◆ **Task to complete**
Filter the items below and copy out every line that contains the string "forelock". Matching is case-sensitive.
•••••
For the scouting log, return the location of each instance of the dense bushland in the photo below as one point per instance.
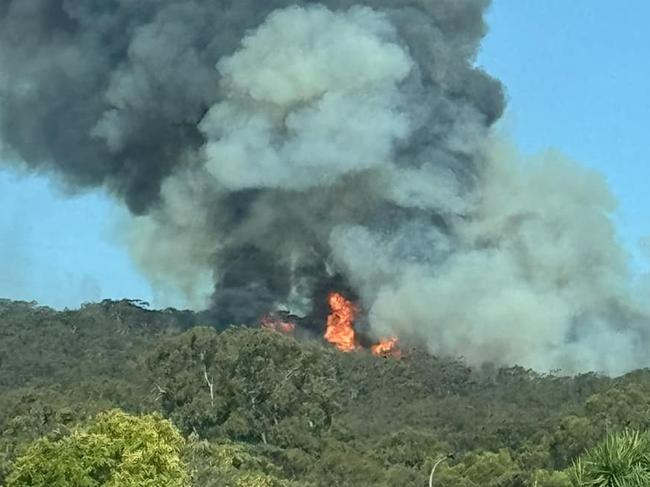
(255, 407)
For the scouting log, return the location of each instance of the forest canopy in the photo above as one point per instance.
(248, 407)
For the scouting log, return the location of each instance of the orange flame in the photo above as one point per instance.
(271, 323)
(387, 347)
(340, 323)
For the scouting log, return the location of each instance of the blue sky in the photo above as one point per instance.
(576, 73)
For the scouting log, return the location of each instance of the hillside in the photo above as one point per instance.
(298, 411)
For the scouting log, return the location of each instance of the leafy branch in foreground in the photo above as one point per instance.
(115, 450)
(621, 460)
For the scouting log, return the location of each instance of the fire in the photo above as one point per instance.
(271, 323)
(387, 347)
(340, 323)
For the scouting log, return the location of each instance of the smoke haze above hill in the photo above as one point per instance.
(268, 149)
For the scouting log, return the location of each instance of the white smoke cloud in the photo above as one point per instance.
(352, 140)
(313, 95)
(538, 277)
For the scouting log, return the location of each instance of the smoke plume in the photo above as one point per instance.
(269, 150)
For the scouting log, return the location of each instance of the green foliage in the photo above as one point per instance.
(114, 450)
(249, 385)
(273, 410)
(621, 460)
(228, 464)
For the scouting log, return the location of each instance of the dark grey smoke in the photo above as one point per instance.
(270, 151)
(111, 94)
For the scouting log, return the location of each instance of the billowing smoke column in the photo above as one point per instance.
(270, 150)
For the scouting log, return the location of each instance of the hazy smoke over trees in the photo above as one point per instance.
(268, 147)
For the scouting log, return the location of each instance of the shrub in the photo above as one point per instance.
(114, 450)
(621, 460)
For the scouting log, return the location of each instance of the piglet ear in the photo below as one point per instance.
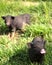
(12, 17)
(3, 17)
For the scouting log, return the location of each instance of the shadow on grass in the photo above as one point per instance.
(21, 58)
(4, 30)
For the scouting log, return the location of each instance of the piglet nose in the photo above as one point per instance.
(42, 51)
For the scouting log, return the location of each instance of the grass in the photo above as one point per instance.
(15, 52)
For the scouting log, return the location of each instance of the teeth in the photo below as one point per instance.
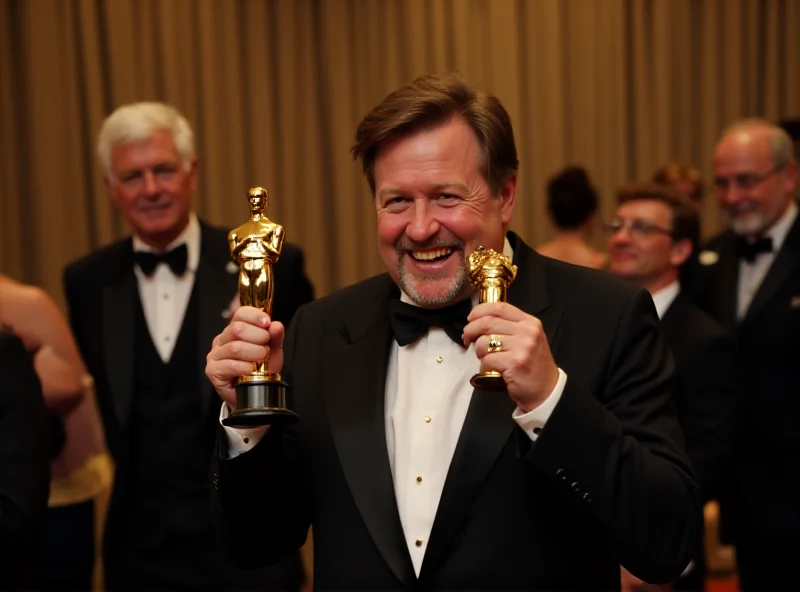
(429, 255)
•••••
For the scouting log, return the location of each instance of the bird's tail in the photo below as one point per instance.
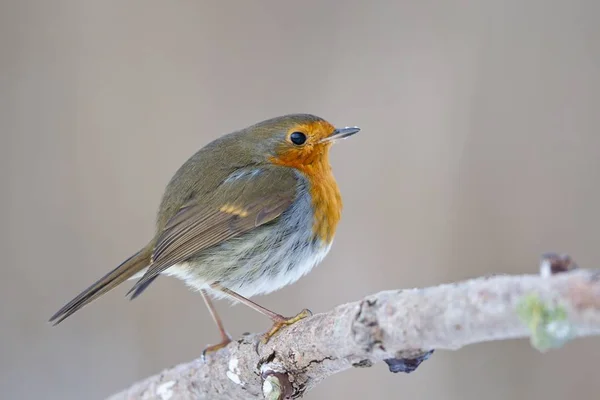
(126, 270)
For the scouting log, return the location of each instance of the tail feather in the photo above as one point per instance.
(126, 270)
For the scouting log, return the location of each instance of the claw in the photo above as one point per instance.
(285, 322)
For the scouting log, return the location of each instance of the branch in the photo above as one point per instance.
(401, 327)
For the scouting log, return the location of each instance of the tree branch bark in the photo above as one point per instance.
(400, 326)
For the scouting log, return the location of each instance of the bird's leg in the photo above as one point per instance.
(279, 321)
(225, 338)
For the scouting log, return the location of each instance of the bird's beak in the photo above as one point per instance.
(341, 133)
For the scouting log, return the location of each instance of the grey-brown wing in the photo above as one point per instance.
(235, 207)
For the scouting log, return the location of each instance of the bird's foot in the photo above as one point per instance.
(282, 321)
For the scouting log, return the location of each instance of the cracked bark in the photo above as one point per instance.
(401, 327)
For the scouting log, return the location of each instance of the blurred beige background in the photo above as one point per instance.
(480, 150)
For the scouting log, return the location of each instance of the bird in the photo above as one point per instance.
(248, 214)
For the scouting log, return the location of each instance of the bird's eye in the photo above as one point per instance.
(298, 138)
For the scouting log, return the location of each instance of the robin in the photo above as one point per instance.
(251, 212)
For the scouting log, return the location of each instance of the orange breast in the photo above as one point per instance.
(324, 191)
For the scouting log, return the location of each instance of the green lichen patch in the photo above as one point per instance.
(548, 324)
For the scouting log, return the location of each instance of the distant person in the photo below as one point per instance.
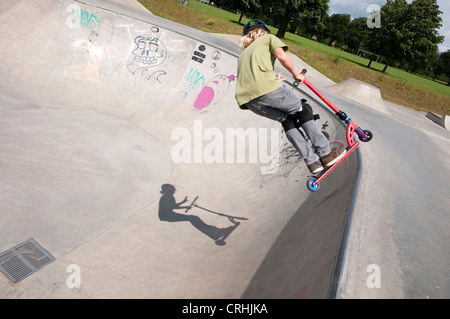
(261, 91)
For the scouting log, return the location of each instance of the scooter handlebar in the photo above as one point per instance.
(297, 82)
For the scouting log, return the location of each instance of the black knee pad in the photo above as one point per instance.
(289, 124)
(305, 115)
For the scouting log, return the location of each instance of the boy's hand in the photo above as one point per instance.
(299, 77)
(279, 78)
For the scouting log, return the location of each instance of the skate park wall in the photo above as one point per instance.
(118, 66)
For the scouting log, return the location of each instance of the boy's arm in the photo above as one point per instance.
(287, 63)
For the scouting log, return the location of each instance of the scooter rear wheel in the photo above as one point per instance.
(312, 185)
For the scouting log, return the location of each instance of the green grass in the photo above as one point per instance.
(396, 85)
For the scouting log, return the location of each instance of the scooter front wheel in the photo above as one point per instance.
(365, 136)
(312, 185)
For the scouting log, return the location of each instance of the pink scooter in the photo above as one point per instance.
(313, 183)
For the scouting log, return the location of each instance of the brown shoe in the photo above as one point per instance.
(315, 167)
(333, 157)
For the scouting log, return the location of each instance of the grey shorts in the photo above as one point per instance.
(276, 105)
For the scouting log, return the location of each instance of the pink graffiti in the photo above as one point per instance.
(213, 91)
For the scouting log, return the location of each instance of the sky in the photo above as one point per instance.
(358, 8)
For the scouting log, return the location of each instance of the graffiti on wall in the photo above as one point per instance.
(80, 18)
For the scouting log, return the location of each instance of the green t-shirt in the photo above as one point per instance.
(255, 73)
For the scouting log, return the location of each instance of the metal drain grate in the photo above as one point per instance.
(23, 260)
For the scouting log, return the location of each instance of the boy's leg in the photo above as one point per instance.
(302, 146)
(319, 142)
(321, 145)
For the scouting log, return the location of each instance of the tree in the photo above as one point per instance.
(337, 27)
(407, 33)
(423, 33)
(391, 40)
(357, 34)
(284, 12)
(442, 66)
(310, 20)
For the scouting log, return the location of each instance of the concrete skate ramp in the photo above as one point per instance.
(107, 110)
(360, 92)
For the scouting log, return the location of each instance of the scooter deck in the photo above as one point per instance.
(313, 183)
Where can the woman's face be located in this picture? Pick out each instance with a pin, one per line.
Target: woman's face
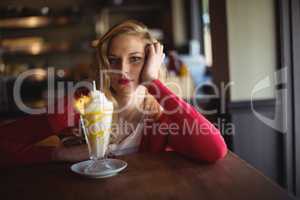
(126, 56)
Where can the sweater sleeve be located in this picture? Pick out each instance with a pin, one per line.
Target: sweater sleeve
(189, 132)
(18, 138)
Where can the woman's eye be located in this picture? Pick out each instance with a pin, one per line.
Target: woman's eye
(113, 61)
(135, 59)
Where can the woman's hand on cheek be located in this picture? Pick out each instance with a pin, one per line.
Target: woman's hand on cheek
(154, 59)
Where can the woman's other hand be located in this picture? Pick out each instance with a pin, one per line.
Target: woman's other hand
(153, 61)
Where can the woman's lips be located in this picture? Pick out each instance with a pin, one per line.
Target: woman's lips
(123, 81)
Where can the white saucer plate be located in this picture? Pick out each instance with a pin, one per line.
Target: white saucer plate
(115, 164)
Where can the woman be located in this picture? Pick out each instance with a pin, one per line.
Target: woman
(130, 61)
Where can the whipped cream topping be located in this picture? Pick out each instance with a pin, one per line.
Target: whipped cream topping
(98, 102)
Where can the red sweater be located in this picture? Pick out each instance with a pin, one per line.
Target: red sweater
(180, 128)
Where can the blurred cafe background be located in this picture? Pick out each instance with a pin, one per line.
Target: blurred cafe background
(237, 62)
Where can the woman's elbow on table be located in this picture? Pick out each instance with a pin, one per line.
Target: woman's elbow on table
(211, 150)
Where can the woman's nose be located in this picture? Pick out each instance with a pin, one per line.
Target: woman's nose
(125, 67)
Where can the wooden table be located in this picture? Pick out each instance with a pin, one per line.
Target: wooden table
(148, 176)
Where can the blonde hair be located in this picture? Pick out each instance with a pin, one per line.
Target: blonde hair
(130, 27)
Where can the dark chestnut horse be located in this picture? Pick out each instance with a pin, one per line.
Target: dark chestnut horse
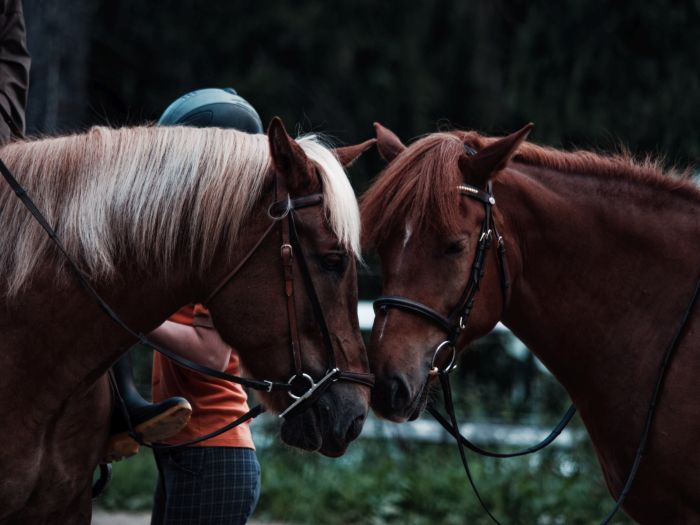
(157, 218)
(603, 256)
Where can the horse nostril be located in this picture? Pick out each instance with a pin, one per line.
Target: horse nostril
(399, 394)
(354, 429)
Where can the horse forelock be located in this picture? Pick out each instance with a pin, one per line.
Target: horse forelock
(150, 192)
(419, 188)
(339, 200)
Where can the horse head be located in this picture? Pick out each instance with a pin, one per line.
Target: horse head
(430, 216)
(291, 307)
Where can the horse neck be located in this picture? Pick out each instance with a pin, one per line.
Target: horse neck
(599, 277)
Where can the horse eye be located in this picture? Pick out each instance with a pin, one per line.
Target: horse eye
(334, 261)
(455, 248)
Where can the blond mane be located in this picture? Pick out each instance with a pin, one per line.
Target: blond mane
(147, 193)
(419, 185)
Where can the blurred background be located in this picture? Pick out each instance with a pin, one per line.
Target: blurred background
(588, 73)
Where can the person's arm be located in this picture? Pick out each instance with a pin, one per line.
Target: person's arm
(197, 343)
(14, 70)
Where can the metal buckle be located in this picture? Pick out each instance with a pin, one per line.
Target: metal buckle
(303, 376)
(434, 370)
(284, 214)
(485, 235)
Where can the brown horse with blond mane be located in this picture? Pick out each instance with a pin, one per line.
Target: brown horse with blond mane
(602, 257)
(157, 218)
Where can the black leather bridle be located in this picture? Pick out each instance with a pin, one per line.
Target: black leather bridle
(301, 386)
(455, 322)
•••••
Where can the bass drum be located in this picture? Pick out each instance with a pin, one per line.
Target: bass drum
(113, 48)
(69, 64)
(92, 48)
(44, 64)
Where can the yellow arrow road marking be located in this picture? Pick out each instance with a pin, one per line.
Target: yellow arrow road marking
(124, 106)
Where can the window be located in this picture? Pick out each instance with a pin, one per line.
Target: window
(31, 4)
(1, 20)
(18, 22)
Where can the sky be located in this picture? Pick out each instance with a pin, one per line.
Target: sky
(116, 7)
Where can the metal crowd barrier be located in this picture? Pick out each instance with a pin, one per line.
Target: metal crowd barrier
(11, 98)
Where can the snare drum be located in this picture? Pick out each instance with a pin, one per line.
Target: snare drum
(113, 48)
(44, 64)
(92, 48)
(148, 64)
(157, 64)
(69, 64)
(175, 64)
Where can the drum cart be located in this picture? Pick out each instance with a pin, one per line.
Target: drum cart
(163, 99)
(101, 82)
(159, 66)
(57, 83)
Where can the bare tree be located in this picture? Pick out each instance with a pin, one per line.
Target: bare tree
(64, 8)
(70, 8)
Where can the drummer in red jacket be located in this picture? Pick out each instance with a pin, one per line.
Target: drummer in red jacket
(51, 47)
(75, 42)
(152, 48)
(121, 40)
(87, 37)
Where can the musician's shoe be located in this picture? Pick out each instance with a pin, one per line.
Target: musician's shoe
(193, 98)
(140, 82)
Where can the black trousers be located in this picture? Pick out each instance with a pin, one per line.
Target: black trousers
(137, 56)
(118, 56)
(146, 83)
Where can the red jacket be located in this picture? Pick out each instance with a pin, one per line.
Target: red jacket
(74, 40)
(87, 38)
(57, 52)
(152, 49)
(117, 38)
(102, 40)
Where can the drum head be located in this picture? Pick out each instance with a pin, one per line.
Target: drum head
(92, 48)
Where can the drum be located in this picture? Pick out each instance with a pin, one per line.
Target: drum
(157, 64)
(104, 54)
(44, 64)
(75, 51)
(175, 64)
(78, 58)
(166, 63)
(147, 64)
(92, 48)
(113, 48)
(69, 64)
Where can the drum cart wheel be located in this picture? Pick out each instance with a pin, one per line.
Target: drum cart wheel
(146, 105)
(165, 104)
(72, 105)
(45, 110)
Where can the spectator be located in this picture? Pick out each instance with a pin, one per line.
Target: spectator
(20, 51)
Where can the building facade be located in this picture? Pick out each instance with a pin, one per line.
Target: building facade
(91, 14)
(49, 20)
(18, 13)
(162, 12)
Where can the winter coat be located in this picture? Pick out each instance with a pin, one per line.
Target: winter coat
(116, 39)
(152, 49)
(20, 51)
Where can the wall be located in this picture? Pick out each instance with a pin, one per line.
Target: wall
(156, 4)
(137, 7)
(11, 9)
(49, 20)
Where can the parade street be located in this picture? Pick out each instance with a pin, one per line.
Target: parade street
•••••
◆ **Solution to this exercise**
Where can the horse forelock be located in this picture? Pick out each instance with a pin, one per line.
Target: horse forelock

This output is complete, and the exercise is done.